** GIVEN PASSAGE follows **

Posting these comments on behalf of Winfried Koch, Biostatistician at BDS Koch.
Two sets of independent programming is a reasonable standard measure to ensure the quality and correctness of analysis programs. A limitation from my perspective is that the two programmers are often not truly independent but more or less “correlated” based on similarities in programming education, statistical understanding of the task, working style and tools, time pressure and others. From my experience there may be a danger, that the same error of misunderstanding of a statistical concept may be committed by both. A higher degree of independence might be achieved e.g. if one analysis would be programmed in SAS by a statistical programmer and the second analysis would be done by a statistician or data analyst interactively in JMP and then the results compared.
In clinical trials there is a relatively high standard in confirmatory analyses based on guidelines and internal SOPs but to my perception a lack of use of additional exploration and statistical modelling. For such exploratory analyses there is a high need of validation if the results will be used; maybe good working practices for working with JMP and other interactive programs would be helpful.
I look forward towards the continuation of your initiative.

** End of GIVEN PASSAGE **

● REQUIREMENT 1
Summarize the comments on independent programming in two sentences.
● REQUIREMENT 2
Transcribe the comments on independent programming from "In clinical trials" to "would be helpful.".

** SUPPLIED INFORMATION follows **

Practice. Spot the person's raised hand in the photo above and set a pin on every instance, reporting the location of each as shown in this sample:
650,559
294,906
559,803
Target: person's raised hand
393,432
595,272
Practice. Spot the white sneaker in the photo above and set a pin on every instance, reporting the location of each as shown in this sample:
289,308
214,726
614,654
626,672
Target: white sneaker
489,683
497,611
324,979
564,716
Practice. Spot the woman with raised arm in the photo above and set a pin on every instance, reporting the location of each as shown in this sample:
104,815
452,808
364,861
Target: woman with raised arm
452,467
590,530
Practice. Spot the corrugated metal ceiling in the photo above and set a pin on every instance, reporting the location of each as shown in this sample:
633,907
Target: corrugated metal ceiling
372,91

** End of SUPPLIED INFORMATION **

● PROBLEM SOLUTION 1
The comments, posted on behalf of Winfried Koch, call two independent sets of programming a reasonable quality measure. They also warn that the programmers are often correlated and may commit the same error, and they note a lack of exploratory analysis and modeling in clinical trials, where good working practices for JMP and other interactive programs could help.

● PROBLEM SOLUTION 2
In clinical trials there is a relatively high standard in confirmatory analyses based on guidelines and internal SOPs but to my perception a lack of use of additional exploration and statistical modelling. For such exploratory analyses there is a high need of validation if the results will be used; maybe good working practices for working with JMP and other interactive programs would be helpful.